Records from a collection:
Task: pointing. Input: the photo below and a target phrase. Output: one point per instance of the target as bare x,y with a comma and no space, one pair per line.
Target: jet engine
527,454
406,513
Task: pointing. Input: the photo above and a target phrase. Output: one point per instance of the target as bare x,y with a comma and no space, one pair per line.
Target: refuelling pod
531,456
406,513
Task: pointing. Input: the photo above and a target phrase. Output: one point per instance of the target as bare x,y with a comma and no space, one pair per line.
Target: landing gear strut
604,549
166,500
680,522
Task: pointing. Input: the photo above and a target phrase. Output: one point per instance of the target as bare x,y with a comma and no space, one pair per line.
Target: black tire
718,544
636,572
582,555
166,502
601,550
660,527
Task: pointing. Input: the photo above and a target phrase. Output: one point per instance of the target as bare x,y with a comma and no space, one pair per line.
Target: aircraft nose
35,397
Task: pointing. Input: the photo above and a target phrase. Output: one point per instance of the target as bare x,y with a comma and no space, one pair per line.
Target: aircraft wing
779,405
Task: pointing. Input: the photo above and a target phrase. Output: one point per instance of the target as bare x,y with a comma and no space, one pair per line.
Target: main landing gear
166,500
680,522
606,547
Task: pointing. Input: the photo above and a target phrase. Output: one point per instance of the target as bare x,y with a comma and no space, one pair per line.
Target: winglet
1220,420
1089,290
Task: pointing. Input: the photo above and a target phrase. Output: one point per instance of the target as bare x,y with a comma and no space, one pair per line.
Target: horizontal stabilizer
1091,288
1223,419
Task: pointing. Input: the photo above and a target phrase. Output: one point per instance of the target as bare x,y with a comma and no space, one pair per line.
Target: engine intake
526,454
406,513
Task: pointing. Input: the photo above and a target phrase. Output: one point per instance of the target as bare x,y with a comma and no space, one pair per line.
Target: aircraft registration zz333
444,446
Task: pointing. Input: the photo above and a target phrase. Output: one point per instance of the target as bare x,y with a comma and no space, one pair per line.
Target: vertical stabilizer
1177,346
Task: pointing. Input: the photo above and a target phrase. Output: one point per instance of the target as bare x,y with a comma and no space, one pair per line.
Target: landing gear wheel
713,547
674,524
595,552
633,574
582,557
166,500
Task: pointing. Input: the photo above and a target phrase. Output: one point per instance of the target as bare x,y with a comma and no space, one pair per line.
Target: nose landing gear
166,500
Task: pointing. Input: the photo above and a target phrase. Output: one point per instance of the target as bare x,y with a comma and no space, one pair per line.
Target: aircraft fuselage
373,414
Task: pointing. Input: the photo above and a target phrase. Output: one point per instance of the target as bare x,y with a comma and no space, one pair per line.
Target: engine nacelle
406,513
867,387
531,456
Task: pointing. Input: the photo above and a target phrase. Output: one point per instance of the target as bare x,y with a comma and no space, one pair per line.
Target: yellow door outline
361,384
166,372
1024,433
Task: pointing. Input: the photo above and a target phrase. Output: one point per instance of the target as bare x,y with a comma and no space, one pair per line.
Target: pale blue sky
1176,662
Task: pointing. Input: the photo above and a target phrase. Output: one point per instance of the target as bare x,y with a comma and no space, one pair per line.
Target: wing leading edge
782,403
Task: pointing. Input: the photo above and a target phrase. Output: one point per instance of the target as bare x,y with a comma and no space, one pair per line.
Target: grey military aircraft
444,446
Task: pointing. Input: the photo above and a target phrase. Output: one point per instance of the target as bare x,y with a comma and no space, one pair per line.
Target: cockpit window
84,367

*Task to complete:* Your task is to retype all of the records exactly.

*Task result:*
Task: pointing. Input: the photo below and a target phrase. Output: one point per instance of the target as bare x,y with a comma and no space, one pair per line.
Target: jet engine
527,454
406,513
Task: pointing. Input: the photo above and a target phrase. Output: one point per instance of the target as bare x,y with a comma and no space, one pair per line.
Target: refuelling pod
531,456
406,513
Task: pointing. Input: the photo above and a target phrase. Output: one point per instance of the target as bare x,y with a comma and no space, one pair per line.
Target: landing gear strut
604,549
166,500
680,522
Task: pointing. Input: the photo above and a target phrase. Output: one point per instance of the target as bare x,y with a comma and no space, one pair per line.
Target: black tire
718,544
636,572
582,555
166,502
601,550
660,527
Task: pointing. Input: the photo above and a target phrase. Output: one point per instance of the target as bare x,y with a comma and no space, one pair per line.
Target: aircraft nose
35,397
Task: pointing. Input: the photo above and a target phrase. Output: one point per instance of the target as bare x,y with a comma and no space, one pair per line.
Target: aircraft wing
779,405
Task: pointing. Input: the photo above and a target phrase. Output: one point per instance of the target as bare x,y with a comma and no space, one pair per line.
Target: main landing gear
166,500
680,522
606,547
Task: pointing. Input: the photo above and a target phrase. Output: one point per instance of the target as bare x,y with a comma and no space, one pair per line.
Target: winglet
1220,420
1089,290
Task: pointing. Input: the photo above and a target phrase. Output: one point per instance of the target as bare x,y with a comma and no space, one pair per line.
Target: horizontal stabilizer
1091,288
1223,419
Task: pointing. Input: the photo above and a target phrase. Output: one point per instance of the target as bare x,y with a comma and no space, one pair per line.
Target: engine intake
526,454
406,513
Task: pointing. Input: the photo above and a target phrase. Output: one point per instance of the target as bare x,y with a comma and no space, one pair per line.
Target: aircraft registration zz333
444,446
Task: pointing. Input: the photo above and a target phrase. Output: one point per instance of the target as bare x,y with a comma and no space, one pair per line.
Target: vertical stabilizer
1177,346
Task: pointing. Input: the photo above and a target phrase. Output: one point per instance of the target as bare x,y with a comma and no space, one pair per line.
Target: landing gear wheel
713,547
674,524
595,552
633,574
582,557
166,500
Task: pointing. Input: the photo above and a target phrase. Output: one point per instance of the target as bare x,y with a comma and no space, one pair per line.
Target: nose landing gear
166,500
Task: pointing. Input: the photo above and a target phrase. Output: one point per instance of the target as bare x,y with a comma and no space, one pair per line.
Target: aircraft fuselage
373,414
Task: pointing. Input: the photo above and a target phrase. Output: one point per instance of the target as bare x,y with a comma and no space, one pair per line.
Target: engine nacelle
406,513
867,387
531,456
Task: pointing. Input: the photo above and a target phrase. Output: one point per instance of the target as bare x,y with a comma and no space, one pair per line.
Target: yellow door outline
361,384
166,372
1024,433
Task: pointing. Input: the photo above and a target phrase. Output: one point per instance of the target as bare x,y with a comma and no space, one pair per line.
Target: pale blue sky
1176,662
Task: pointing. Input: the photo above and a target phrase. Output: one point per instance of the target as bare x,y with a comma and no space, one pair per line.
Target: wing leading edge
782,403
Task: pointing. Input: the photo above and a target phrase. Output: one point per instance of the target as bare x,y with a comma and no space, one pair per line.
Target: grey military aircraft
444,446
Task: pointing. Input: the photo above and a target phrase. Output: one point per instance of the target as bare x,y with a comma and no space, one pair per line.
Target: cockpit window
84,367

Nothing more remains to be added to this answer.